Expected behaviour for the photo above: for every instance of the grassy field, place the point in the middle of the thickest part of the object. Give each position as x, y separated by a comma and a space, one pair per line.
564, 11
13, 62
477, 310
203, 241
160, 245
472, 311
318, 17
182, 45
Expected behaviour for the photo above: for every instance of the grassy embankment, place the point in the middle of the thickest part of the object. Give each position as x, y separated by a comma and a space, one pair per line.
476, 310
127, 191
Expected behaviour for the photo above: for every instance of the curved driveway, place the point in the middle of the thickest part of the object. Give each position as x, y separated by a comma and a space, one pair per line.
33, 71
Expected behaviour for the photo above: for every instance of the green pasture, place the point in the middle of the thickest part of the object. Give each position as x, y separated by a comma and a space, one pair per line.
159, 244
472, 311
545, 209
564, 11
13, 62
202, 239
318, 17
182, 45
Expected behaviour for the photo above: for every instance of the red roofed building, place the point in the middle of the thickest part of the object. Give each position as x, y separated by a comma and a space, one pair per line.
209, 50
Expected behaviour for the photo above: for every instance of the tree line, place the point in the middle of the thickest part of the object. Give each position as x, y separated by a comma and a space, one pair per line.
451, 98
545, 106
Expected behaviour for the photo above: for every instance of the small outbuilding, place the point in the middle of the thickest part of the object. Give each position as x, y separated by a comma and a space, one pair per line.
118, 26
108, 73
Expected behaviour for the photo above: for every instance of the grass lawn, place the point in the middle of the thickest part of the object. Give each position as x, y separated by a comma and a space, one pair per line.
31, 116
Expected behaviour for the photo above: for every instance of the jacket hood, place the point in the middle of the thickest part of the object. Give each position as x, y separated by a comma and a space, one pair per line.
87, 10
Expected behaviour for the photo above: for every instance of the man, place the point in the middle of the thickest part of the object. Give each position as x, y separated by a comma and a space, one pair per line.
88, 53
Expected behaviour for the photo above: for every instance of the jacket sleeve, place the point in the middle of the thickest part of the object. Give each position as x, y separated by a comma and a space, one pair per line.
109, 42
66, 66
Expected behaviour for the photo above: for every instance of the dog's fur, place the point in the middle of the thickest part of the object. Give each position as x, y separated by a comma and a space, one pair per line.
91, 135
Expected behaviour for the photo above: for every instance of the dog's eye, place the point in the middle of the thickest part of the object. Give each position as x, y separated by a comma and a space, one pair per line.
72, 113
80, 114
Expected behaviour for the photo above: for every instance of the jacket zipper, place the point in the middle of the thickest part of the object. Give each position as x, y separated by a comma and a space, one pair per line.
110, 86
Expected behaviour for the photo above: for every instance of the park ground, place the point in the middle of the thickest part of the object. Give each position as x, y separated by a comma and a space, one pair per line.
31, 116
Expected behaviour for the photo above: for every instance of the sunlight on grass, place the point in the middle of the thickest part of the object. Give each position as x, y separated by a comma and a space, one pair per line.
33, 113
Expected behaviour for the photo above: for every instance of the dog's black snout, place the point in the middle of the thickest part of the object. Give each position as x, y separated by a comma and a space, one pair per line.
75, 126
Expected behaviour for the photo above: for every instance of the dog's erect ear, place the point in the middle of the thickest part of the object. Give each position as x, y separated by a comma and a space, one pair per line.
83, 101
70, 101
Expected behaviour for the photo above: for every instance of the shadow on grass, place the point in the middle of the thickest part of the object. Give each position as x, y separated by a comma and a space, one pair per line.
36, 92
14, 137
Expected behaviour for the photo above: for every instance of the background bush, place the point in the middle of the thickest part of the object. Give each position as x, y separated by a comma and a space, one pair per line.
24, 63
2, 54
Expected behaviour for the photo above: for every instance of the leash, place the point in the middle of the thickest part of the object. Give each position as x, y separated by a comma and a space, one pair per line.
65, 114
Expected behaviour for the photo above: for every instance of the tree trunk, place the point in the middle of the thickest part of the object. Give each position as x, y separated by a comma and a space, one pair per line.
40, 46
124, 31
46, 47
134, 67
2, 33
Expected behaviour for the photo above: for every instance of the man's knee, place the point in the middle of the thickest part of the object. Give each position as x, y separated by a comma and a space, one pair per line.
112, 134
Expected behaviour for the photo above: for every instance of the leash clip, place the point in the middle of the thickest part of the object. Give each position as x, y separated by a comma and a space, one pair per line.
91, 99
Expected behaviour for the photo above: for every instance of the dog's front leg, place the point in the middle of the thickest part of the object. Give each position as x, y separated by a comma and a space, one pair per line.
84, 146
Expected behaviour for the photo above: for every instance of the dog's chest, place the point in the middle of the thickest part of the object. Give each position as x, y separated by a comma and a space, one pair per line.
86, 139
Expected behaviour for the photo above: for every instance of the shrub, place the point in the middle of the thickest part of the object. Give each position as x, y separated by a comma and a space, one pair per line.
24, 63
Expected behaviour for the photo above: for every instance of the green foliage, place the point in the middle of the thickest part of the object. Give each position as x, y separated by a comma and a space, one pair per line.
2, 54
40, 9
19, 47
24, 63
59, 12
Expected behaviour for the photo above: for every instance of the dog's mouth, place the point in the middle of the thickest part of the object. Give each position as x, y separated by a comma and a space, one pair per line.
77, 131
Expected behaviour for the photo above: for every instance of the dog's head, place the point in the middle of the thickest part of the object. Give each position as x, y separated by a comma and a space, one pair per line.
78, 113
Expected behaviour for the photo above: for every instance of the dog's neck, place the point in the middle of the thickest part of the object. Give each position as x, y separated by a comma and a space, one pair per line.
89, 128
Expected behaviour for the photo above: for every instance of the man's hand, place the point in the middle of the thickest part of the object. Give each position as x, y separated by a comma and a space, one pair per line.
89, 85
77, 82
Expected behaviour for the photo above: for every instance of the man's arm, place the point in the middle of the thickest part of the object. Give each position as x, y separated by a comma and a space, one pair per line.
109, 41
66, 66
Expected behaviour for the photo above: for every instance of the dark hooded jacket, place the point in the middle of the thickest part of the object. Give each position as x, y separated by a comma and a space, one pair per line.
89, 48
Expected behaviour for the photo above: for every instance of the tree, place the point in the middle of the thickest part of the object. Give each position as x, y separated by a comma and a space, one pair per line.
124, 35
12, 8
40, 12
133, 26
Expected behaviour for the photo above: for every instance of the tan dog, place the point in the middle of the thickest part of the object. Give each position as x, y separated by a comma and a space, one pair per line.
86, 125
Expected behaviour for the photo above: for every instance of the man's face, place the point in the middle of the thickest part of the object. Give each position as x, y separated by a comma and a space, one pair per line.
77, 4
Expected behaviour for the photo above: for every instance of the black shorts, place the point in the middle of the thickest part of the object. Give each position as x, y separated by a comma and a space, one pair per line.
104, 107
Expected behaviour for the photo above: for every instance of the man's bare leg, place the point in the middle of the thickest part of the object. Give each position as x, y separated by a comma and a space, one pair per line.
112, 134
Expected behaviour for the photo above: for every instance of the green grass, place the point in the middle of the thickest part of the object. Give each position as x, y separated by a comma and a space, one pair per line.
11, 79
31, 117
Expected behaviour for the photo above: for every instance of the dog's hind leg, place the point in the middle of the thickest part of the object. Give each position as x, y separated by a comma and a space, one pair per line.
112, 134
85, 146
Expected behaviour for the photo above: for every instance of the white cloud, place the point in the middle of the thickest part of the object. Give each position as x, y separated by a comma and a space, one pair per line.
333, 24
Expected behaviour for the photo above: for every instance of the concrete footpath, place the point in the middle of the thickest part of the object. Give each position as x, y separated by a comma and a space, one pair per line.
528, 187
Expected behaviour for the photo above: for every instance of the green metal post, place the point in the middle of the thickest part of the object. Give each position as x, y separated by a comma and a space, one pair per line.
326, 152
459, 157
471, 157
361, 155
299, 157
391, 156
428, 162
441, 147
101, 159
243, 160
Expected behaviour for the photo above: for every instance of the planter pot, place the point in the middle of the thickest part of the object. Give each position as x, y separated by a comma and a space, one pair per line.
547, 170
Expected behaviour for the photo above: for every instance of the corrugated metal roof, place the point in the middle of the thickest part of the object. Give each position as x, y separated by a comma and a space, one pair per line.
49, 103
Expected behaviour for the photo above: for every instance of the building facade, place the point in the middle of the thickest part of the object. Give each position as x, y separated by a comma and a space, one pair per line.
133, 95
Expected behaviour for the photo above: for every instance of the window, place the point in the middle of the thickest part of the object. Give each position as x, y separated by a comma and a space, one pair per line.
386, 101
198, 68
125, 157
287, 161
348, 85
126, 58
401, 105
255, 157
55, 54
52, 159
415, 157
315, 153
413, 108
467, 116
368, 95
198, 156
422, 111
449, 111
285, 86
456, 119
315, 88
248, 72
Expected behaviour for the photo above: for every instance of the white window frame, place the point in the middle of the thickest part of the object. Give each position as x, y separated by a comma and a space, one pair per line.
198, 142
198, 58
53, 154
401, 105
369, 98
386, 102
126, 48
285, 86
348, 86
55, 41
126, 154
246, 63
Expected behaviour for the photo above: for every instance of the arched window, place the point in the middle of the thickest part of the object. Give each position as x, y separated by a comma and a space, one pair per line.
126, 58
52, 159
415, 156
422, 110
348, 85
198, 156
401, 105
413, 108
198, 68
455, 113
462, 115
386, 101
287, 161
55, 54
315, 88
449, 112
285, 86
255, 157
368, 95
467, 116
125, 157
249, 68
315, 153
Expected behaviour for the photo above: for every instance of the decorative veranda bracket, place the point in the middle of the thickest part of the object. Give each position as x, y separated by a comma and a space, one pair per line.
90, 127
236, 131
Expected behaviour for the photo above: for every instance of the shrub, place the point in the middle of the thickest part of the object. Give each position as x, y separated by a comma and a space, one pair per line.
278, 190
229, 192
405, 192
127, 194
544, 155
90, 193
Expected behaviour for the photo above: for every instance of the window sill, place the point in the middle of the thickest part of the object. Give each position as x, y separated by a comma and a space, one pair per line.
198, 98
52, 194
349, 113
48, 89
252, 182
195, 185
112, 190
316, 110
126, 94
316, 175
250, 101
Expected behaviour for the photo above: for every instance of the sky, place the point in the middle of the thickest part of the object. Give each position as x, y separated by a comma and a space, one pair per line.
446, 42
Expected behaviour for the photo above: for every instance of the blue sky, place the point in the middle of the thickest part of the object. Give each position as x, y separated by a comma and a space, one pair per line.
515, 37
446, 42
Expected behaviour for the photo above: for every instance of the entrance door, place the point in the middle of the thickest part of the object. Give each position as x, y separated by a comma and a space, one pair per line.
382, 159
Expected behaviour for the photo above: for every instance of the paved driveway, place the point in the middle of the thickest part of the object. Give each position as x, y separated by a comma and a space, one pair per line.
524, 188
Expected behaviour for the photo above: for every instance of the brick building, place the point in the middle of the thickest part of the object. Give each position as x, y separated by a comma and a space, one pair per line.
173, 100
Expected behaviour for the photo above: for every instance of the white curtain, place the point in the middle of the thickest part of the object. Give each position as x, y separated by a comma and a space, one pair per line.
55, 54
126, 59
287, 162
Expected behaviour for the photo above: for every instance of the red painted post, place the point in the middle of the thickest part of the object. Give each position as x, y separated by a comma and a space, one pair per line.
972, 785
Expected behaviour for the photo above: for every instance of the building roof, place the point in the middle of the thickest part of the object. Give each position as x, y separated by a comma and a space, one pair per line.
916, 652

WHAT IS NEEDED:
Lines from the one with "of the entrance" through the last line above must be printed exactly; no other line is to appear.

SOLUTION TO THIS TASK:
Expected behaviour for the photo above: for every instance of the entrance door, place the point in the middle of the thickest part of the object. Give each position as x, y separated by a comma and a space, one pair per line.
382, 159
Expected behaviour for the photo above: for every instance of the paved driveway, place the point in the middle of the thickest part of the object. Give each position as x, y separated by a comma and a space, one pair per line.
524, 188
Expected behaviour for the photo above: for every instance of the brick building, place the point in the middle of the thickest part of the object. Give each position as x, y separated by a comma and a space, one pair per line.
173, 100
Expected behaviour for the photo above: for every instance of the white curtain, place the point in the middle of the thickest part of the object. Give each position as x, y separated by a comma and a space, one pair per line.
55, 54
126, 59
287, 162
Expected behaviour for the photo above: for every instance of the red painted post, place the point in the middle of the thickest part of the object. Give each position as x, y separated by a comma and a space, one pair per line.
972, 785
Expected behaviour for the photo above: for every instance of the building roof, place the point in the middle of the thickest part of the object. Give each position as x, y separated by a comma and a space, one pair per line.
916, 652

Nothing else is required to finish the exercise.